Ah, I love this time of year.  Most of the time it is warm enough to turn off the heat and cool enough not to need the air conditioner.  Take that, Public Service!

When people casually greet you with a “how’s everything?” they don’t really want to know, and you don’t really want to tell them.

Tons of people watched as April the Giraffe finally gave birth to her bouncing baby giraffe, who weighed in at 129 pounds.  I’m not sure what this says about the public, where so many people watched a giraffe give birth.

Remember when we were growing up and kids wanted to be teachers and baseball players and firemen?  I don’t remember anyone ever aspiring to be a professional document shredder.  Yet there are entire businesses built around the destruction of documents.  This kind of career could never have been imagined “back in my day.”  Recently I spent the better part of a week going through old spread sheets and tax returns and receipts so I could gather them up and take them to the “Shredding Day Event” held in the county once a month.  As much as I hate doing this kind of chore, it feels so good when it is done!

## Saved entries
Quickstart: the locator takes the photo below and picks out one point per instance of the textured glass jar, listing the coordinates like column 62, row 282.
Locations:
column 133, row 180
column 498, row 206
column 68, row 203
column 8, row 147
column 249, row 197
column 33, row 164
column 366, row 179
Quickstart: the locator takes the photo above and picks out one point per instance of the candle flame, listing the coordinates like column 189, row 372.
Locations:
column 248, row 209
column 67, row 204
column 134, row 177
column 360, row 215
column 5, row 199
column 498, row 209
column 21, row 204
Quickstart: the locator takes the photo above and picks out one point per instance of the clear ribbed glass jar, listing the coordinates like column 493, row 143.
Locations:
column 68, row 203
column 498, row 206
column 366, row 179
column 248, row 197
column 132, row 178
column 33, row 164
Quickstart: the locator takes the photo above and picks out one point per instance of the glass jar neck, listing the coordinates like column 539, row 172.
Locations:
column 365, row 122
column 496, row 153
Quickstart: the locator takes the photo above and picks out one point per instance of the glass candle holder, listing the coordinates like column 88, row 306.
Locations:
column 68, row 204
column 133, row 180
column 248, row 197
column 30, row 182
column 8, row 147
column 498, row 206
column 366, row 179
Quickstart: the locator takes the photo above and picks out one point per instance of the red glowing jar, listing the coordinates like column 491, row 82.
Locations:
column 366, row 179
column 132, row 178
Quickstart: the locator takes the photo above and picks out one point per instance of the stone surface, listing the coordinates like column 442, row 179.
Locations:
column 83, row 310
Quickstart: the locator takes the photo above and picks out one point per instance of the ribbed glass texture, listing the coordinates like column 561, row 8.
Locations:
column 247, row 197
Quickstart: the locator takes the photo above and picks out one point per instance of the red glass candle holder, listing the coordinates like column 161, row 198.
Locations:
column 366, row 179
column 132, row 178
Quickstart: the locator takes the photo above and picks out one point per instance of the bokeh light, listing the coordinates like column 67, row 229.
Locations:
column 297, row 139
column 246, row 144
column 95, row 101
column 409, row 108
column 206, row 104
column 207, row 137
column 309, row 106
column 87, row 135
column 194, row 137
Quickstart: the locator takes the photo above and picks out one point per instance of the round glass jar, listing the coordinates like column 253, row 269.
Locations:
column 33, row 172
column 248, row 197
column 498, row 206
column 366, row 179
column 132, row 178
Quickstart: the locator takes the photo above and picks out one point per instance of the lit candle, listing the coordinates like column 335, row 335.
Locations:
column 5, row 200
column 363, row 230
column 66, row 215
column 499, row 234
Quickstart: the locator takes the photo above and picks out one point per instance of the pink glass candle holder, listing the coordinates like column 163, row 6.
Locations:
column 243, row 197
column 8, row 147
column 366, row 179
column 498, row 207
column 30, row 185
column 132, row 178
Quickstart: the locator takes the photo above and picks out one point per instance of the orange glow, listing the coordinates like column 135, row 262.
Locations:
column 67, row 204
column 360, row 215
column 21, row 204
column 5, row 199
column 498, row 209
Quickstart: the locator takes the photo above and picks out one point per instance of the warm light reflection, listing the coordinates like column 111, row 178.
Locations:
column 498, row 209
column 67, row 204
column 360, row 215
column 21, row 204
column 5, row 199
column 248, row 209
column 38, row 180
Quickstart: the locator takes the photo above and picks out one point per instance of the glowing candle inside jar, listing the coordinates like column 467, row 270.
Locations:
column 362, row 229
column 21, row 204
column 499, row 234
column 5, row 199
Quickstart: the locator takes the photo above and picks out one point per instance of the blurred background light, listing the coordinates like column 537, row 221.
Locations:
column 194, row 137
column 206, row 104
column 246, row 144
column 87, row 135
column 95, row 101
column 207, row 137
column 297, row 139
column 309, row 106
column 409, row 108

## Problems and tasks
(1) Copy the stretch of the blog post from "Tons of people" through "giraffe give birth.".
(2) In the blog post, how much did April the Giraffe's baby weigh?

## Answers in order
(1)
Tons of people watched as April the Giraffe finally gave birth to her bouncing baby giraffe, who weighed in at 129 pounds.  I’m not sure what this says about the public, where so many people watched a giraffe give birth.

(2) 129 pounds